The course says that its prerequisites include only linear algebra, basic probability and statistics, but my friend Debnil told me that it’s a lie. You need to be really good with linear algebra since the class is very mathy. If you take the course as your first introduction into machine learning, you’re in for a rough time.
Difficulty: 5
CS221: Artificial Intelligence: Principles and Techniques
See archived course materials (2017)
This is the class that got me interested in AI. I took it the same quarter I took CS229 and while I was crying my way out of CS229, I had a lot of fun making Pacman running away from the ghosts. The course covers fundamental AI concepts such as regression, clustering, gradient descent, nearest neighbors, path finding as well as basic RL concepts such as Monte Carlo, SARSA, Q-learning, policy/value iteration, etc.
The assignments are interesting, practical, and manageable. The minimax algorithm I learned in the course helped land me an internship offer my sophomore year as I used it to solve a card game.
Difficulty: 3
CS228: Probabilistic Graphical Models: Principles and Techniques
Textbook: Probabilistic Graphical Models: Principles and Techniques by Daphne Koller and Nir Friedman (MIT Press)
See course materials
When I told my friends I was about to take the course, they all looked at me in pity. Its reputation as one of the most difficult courses at Stanford keeps the class size relatively low, 150+ students compared to 700-900 students in most other AI classes.
I struggled in the class but didn’t suffer. I found the materials interesting and important. It forced me to check many assumptions I never knew I was making while building ML models. Unlike most AI courses that introduce small concepts one by one or add one layer on top of another, CS228 tackles AI top down as it asks you to think about the relationships between different variables, how you represent those relationships, what independence you’re assuming, what exactly you’re trying to learn when you say machine learning.
The course changes the way I approach AI. I can’t recommend the course highly enough.
Difficulty: 5
CS234: Reinforcement Learning
It’s surprising that Stanford didn’t have a real RL class until Professor Emma Brunskill joined Stanford in 2017. I took the class the first year it was offered and was a bit disappointed. However, I revisited it this year and noticed that the course was much better organized.

## TASK PROMPT
In the course reviews, which textbook is listed for CS228? The listing isn't needed.

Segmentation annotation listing
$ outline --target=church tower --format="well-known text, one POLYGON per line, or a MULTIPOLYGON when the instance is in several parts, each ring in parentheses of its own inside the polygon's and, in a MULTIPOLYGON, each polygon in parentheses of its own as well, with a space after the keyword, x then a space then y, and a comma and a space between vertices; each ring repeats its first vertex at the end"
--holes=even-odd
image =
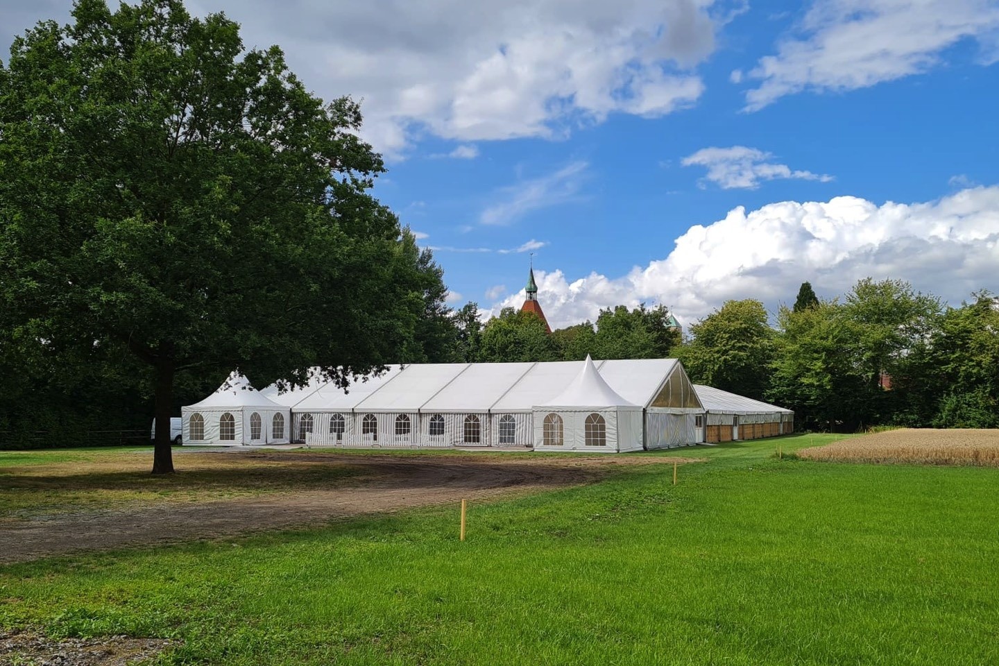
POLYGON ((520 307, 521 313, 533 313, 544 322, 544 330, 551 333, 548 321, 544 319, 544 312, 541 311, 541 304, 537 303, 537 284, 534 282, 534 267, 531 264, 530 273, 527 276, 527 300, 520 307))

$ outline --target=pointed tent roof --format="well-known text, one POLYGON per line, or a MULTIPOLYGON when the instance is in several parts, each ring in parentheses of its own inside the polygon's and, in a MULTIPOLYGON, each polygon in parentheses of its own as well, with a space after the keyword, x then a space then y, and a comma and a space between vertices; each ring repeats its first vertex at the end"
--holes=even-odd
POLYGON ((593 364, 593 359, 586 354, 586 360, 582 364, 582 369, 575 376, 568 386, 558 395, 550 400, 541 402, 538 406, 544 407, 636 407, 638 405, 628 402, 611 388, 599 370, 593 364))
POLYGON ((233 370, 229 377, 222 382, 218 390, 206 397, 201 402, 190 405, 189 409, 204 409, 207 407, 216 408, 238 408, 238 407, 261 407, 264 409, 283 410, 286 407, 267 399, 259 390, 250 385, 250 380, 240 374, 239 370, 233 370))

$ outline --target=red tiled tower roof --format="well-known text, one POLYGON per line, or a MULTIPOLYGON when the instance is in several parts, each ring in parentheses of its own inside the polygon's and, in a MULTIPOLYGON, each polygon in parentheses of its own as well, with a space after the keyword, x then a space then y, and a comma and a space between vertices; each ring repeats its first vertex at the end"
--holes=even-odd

--

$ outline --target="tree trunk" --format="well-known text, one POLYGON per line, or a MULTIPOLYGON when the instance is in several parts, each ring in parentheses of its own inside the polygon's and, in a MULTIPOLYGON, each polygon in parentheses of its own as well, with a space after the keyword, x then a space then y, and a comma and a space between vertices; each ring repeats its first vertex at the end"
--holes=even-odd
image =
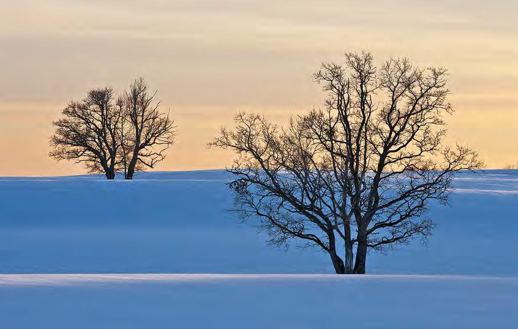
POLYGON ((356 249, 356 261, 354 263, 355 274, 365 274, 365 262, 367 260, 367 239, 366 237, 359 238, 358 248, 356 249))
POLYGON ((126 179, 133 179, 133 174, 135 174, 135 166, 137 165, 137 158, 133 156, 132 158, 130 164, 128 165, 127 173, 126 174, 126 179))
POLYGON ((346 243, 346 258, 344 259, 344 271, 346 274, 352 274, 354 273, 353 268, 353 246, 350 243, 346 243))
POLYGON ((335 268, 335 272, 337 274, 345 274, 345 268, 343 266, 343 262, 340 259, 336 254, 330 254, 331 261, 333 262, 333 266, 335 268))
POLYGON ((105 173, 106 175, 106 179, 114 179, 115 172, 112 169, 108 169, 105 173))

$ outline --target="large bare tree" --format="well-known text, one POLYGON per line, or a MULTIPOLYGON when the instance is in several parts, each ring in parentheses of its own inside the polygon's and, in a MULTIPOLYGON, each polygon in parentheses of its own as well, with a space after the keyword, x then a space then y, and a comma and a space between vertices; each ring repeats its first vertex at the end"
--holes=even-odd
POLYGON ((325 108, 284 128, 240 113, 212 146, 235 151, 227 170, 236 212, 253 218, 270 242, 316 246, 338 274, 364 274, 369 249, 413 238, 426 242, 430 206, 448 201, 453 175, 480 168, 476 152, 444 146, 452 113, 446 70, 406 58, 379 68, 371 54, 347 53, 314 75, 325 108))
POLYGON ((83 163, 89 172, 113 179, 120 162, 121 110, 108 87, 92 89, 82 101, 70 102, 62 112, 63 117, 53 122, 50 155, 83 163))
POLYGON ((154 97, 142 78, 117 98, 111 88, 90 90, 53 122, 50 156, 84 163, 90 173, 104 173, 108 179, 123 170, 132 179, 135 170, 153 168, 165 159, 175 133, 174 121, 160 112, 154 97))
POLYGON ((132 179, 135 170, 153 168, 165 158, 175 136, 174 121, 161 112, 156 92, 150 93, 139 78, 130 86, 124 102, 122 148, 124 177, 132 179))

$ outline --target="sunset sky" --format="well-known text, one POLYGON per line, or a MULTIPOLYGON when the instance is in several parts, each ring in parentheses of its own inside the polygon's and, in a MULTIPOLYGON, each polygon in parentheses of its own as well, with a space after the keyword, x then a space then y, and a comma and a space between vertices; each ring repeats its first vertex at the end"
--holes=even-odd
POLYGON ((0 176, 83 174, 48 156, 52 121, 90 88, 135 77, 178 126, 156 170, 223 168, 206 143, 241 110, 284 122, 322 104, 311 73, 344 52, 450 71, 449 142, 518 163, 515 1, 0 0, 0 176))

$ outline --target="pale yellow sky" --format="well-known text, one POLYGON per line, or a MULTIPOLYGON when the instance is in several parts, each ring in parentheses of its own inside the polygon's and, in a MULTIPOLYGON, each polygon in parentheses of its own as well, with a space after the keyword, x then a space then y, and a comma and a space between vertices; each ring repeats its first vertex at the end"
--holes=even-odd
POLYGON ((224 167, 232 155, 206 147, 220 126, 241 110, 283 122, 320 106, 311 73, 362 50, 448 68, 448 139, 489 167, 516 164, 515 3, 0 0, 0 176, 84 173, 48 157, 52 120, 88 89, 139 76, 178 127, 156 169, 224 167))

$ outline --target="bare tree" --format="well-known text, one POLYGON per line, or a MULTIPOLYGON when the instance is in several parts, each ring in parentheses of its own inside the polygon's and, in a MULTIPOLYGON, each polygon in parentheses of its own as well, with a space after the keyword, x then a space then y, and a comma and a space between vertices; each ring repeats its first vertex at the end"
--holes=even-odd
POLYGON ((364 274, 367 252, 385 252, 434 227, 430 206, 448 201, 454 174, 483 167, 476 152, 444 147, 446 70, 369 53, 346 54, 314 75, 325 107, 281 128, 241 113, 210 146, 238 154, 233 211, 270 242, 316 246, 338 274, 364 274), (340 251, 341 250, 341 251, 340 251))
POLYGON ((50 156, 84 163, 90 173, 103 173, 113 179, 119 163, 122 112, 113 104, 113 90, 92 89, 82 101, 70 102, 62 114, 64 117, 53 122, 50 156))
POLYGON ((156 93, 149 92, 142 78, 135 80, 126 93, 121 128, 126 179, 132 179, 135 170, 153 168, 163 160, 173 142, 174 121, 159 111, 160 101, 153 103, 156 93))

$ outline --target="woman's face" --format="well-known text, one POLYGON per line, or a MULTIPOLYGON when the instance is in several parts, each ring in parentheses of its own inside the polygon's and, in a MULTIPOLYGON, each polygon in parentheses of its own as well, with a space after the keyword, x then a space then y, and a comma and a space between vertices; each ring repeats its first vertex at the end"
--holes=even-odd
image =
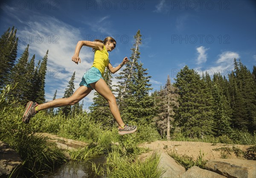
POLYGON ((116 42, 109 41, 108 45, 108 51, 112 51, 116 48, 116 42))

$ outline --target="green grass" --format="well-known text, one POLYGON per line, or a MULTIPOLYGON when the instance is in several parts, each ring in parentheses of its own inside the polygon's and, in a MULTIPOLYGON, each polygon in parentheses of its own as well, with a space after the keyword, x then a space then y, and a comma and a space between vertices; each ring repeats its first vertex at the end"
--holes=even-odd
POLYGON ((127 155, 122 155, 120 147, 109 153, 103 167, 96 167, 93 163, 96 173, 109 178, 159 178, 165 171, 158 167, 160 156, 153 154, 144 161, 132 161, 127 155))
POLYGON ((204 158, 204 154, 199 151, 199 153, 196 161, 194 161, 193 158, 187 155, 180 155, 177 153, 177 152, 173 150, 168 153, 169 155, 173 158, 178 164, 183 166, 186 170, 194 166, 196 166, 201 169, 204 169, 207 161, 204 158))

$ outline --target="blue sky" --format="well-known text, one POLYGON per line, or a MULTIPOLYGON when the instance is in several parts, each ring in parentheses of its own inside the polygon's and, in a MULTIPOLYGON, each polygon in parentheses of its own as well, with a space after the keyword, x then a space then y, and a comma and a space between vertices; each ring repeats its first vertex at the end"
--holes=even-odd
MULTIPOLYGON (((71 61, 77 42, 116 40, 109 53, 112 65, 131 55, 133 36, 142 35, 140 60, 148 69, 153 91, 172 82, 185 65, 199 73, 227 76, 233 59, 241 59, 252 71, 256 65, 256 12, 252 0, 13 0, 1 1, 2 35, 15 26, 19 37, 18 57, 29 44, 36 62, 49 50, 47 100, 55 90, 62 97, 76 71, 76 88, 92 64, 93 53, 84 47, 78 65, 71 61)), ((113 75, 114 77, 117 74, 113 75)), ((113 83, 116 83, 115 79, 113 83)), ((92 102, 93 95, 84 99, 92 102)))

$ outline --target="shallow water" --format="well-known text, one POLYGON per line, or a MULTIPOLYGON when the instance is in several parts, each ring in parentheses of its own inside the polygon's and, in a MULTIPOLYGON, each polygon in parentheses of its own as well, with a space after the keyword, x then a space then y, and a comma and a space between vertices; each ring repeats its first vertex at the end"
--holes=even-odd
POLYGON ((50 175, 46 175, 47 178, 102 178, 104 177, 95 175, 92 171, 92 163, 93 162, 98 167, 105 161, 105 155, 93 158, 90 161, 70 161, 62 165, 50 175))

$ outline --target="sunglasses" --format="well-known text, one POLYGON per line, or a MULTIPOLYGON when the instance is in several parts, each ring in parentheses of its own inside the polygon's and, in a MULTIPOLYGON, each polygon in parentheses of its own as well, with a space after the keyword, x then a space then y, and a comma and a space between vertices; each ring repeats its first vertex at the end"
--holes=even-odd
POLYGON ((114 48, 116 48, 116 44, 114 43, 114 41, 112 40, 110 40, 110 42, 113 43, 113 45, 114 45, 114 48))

## OUTPUT BELOW
Probabilistic Graphical Models: Principles and Techniques by Daphne Koller and Nir Friedman (MIT Press).